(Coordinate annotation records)
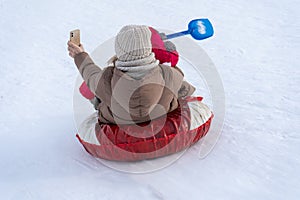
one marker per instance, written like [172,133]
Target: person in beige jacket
[135,88]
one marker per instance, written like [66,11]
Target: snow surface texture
[255,49]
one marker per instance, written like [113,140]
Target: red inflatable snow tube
[160,137]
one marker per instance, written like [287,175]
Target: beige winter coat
[125,100]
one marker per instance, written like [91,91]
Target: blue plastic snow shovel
[199,29]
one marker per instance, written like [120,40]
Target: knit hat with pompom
[133,42]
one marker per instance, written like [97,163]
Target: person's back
[136,88]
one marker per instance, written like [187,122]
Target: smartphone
[75,36]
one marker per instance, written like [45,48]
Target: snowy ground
[255,49]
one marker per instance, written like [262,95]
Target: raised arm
[89,71]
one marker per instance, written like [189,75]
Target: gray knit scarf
[137,69]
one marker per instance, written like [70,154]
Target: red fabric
[159,49]
[175,136]
[85,91]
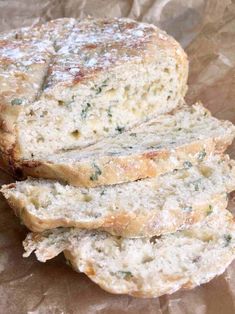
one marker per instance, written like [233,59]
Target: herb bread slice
[104,75]
[145,267]
[155,147]
[143,208]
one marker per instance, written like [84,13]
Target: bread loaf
[146,267]
[189,133]
[143,208]
[81,80]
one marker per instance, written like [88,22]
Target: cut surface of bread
[146,267]
[104,76]
[146,207]
[155,147]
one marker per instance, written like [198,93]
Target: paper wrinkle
[206,28]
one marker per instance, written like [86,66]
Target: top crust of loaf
[144,267]
[84,47]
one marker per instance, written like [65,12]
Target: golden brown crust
[123,224]
[142,43]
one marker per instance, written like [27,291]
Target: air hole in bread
[76,133]
[87,198]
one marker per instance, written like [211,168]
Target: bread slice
[143,208]
[104,76]
[158,146]
[146,267]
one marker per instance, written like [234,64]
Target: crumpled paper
[206,29]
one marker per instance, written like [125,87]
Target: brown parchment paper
[206,28]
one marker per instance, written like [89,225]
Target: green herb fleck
[187,164]
[209,210]
[196,184]
[187,208]
[120,129]
[104,84]
[85,111]
[96,174]
[16,102]
[227,238]
[201,155]
[125,274]
[98,90]
[109,112]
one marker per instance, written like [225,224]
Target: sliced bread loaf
[146,267]
[104,76]
[160,145]
[143,208]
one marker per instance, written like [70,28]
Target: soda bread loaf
[143,208]
[145,267]
[155,147]
[103,76]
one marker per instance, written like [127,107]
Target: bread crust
[168,216]
[139,48]
[120,169]
[126,225]
[102,263]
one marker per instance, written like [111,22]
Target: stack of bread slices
[125,178]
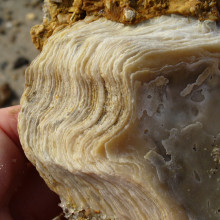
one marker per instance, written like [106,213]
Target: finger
[12,167]
[34,200]
[8,122]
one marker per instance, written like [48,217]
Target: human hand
[23,194]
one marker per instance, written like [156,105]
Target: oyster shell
[122,122]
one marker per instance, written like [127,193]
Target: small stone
[8,24]
[4,65]
[30,16]
[129,15]
[2,31]
[5,93]
[21,61]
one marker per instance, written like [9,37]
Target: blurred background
[16,48]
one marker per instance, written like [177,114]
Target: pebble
[30,16]
[5,93]
[4,65]
[20,61]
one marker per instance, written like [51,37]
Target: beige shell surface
[123,121]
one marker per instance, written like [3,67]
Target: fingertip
[9,121]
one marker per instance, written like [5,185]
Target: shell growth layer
[123,122]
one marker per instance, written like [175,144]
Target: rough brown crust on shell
[61,13]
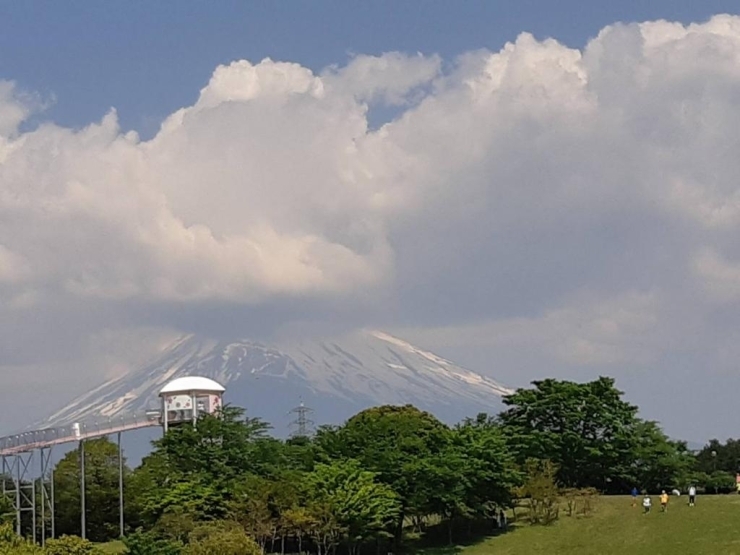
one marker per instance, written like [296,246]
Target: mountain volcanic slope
[336,377]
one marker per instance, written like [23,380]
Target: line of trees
[388,474]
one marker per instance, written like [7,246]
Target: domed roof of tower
[192,383]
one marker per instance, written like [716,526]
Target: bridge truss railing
[48,437]
[20,479]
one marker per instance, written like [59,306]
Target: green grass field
[712,527]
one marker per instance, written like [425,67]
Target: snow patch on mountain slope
[360,368]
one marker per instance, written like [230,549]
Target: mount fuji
[336,377]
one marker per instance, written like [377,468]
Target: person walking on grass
[647,503]
[692,495]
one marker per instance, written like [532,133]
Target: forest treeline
[387,476]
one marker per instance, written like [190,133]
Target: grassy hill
[712,527]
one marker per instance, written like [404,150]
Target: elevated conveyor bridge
[27,472]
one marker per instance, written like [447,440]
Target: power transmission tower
[302,424]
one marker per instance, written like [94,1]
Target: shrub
[147,543]
[221,538]
[70,545]
[540,492]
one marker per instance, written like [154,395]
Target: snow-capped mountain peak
[337,376]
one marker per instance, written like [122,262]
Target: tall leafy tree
[398,443]
[361,507]
[659,462]
[586,429]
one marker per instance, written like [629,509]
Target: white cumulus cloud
[582,203]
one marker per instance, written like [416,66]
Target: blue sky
[541,209]
[147,59]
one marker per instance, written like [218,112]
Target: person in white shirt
[692,496]
[646,504]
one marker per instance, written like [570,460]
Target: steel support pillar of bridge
[19,485]
[46,499]
[30,494]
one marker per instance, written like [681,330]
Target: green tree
[101,491]
[194,467]
[397,443]
[585,429]
[220,538]
[70,545]
[659,462]
[361,507]
[148,543]
[486,466]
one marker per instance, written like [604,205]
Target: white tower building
[184,399]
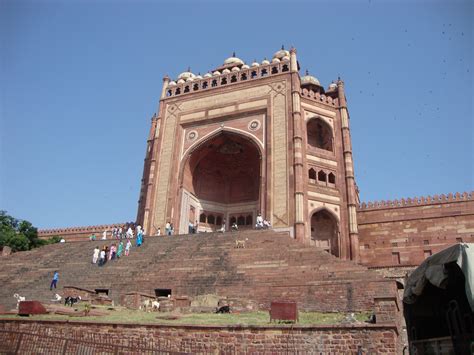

> _OBJECTIVE_:
In the items above, locate every line that contains the string "bridge" and copy each such line; treat uppercase and lowercase as distinct.

> _ANSWER FOR THIS EXERCISE_:
Target: bridge truss railing
Target: elevated conveyor bridge
Target: steel support pillar of bridge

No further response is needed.